%%

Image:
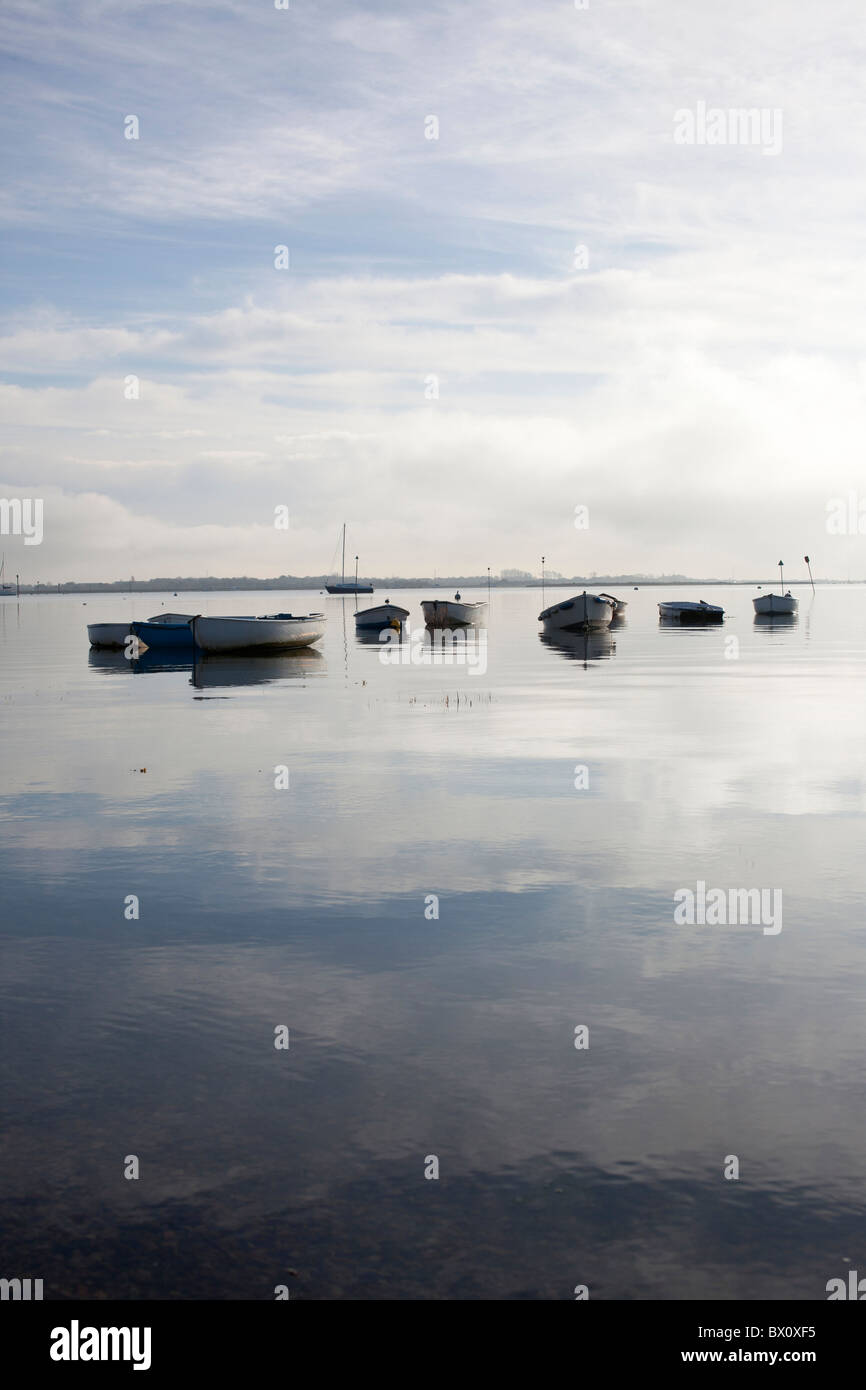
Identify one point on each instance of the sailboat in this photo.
(348, 588)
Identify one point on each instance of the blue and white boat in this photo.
(166, 630)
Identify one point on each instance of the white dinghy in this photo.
(776, 603)
(242, 634)
(583, 612)
(681, 612)
(384, 615)
(449, 612)
(107, 634)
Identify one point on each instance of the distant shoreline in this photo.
(203, 585)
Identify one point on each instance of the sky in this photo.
(513, 287)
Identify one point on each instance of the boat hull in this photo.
(107, 634)
(781, 605)
(581, 613)
(691, 613)
(452, 613)
(278, 631)
(164, 634)
(387, 615)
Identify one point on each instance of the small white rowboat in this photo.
(448, 612)
(242, 634)
(580, 613)
(107, 634)
(385, 615)
(681, 612)
(779, 603)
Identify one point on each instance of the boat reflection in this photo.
(594, 645)
(211, 670)
(770, 622)
(113, 660)
(378, 635)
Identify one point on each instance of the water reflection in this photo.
(213, 670)
(776, 620)
(581, 647)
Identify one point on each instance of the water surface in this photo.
(730, 755)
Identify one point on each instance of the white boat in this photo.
(681, 612)
(776, 603)
(107, 634)
(385, 615)
(241, 634)
(171, 617)
(580, 613)
(781, 605)
(449, 612)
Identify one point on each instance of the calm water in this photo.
(413, 1036)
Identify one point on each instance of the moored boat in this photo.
(780, 603)
(107, 634)
(583, 612)
(776, 603)
(166, 630)
(384, 615)
(344, 587)
(271, 631)
(683, 612)
(452, 612)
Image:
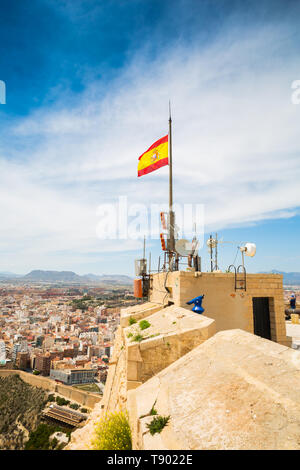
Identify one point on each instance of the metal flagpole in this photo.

%%

## WHAT YOU WILL DO
Switch every "in this photo" in the data to "in this image", and write out all the lines again with nothing else changed. Leave the pictures out.

## WRITTEN ANSWER
Image:
Identify one point on each instance of the sailboat in this image.
(348, 588)
Identify one point on each instance of the blue and white boat in this image.
(166, 630)
Identify one point on each instance of the white dinghy in this image.
(776, 603)
(242, 634)
(583, 612)
(681, 612)
(384, 615)
(449, 612)
(107, 634)
Identify one point on each instance of the distant shoreline in this image.
(203, 585)
Identify one point on each instance of the sky in this image.
(513, 287)
Identify one point on each instance of the boat hull in this image.
(107, 634)
(781, 605)
(581, 613)
(691, 613)
(452, 613)
(278, 631)
(164, 634)
(387, 615)
Identify one point on each instance of the small white rowboat in this image.
(448, 612)
(242, 634)
(580, 613)
(107, 634)
(385, 615)
(681, 612)
(779, 603)
Identify one point on each instance of the boat reflection in this image.
(594, 645)
(211, 670)
(770, 622)
(113, 660)
(378, 635)
Identify one point on each instance of the water reflection in this image.
(213, 670)
(776, 620)
(581, 647)
Identify one point on each instance of the water surface in this image.
(730, 755)
Identify one point on each instance of the white boat in this image.
(681, 612)
(776, 603)
(107, 634)
(385, 615)
(241, 634)
(171, 617)
(580, 613)
(781, 605)
(449, 612)
Identify one point on each instance of the calm water in this image.
(413, 1036)
Identify one point on each instance of the moored boat in this image.
(780, 603)
(107, 634)
(583, 612)
(776, 603)
(166, 630)
(384, 615)
(344, 587)
(271, 631)
(683, 612)
(452, 612)
Image:
Identify one point on each instance of the metal flagpole in this image.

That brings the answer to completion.